# [Task]
Could you restate the whole listing word for word?

# [Information shown]

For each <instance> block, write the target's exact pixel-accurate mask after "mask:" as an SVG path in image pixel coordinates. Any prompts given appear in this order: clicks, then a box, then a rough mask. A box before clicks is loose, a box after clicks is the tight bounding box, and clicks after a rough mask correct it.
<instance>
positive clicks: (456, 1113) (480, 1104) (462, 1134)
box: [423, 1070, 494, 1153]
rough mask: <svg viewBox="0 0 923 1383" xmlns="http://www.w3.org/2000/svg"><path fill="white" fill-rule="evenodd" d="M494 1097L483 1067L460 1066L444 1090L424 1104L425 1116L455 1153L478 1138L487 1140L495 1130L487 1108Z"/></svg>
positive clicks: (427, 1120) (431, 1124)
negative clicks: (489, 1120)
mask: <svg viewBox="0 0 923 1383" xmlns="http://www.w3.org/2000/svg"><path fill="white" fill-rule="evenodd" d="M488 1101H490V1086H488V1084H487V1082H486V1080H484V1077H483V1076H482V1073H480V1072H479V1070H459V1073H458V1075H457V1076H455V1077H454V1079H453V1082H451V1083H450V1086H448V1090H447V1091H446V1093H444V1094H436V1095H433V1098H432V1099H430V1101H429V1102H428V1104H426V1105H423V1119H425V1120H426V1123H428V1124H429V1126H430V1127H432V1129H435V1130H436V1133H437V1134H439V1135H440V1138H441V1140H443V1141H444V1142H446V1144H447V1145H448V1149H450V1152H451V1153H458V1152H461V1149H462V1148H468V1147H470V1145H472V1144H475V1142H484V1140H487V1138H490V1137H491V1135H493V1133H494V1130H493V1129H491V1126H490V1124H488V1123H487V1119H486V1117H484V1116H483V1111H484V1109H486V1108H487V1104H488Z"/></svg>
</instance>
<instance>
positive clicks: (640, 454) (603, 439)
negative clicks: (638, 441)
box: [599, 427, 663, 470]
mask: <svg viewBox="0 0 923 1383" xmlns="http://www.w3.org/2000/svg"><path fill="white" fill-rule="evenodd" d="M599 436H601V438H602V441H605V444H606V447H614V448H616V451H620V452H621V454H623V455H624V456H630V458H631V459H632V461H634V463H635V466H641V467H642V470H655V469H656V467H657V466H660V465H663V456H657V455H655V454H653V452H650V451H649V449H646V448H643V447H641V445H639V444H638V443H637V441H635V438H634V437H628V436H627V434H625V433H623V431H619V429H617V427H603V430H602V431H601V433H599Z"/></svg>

# [Solution for this exercise]
For each <instance> block, write the target's exact pixel-accurate mask after "mask:" as an SVG path in image pixel coordinates. Any prompts given appear in this order: clicks, then a box, then a rough mask. A box before clicks is loose, a box after clicks is the tight bounding box, and clicks after a rough mask correct it.
<instance>
positive clicks: (456, 1113) (480, 1104) (462, 1134)
box: [423, 1070, 494, 1153]
rough mask: <svg viewBox="0 0 923 1383" xmlns="http://www.w3.org/2000/svg"><path fill="white" fill-rule="evenodd" d="M494 1097L483 1067L460 1066L444 1090L424 1104L425 1116L455 1153L478 1138L487 1140L495 1130L487 1108Z"/></svg>
positive clicks: (427, 1120) (431, 1124)
negative clicks: (489, 1120)
mask: <svg viewBox="0 0 923 1383" xmlns="http://www.w3.org/2000/svg"><path fill="white" fill-rule="evenodd" d="M488 1101H490V1086H488V1084H487V1082H486V1080H484V1077H483V1076H482V1073H480V1072H479V1070H459V1073H458V1075H457V1076H455V1077H454V1079H453V1082H451V1083H450V1086H448V1090H447V1091H446V1093H444V1094H436V1095H433V1098H432V1099H430V1101H429V1102H428V1104H426V1105H423V1119H425V1120H426V1123H428V1124H429V1126H430V1127H432V1129H435V1130H436V1133H437V1134H439V1135H440V1138H441V1140H443V1141H444V1142H446V1144H447V1145H448V1149H450V1152H451V1153H458V1152H461V1149H462V1148H468V1147H470V1145H472V1144H475V1142H484V1140H487V1138H490V1137H491V1135H493V1133H494V1130H493V1129H491V1126H490V1124H488V1123H487V1119H486V1117H484V1116H483V1111H484V1109H486V1108H487V1104H488Z"/></svg>
</instance>
<instance>
positive clicks: (640, 454) (603, 439)
negative clicks: (638, 441)
box: [599, 427, 663, 470]
mask: <svg viewBox="0 0 923 1383" xmlns="http://www.w3.org/2000/svg"><path fill="white" fill-rule="evenodd" d="M599 436H601V438H602V441H605V444H606V447H614V448H616V451H620V452H621V454H623V455H624V456H630V458H631V459H632V461H634V463H635V466H641V467H642V470H655V469H656V467H657V466H660V465H663V456H657V455H655V454H653V452H650V451H649V449H646V448H643V447H641V445H639V444H638V443H637V441H635V438H634V437H628V436H627V434H625V433H623V431H619V429H617V427H603V430H602V431H601V433H599Z"/></svg>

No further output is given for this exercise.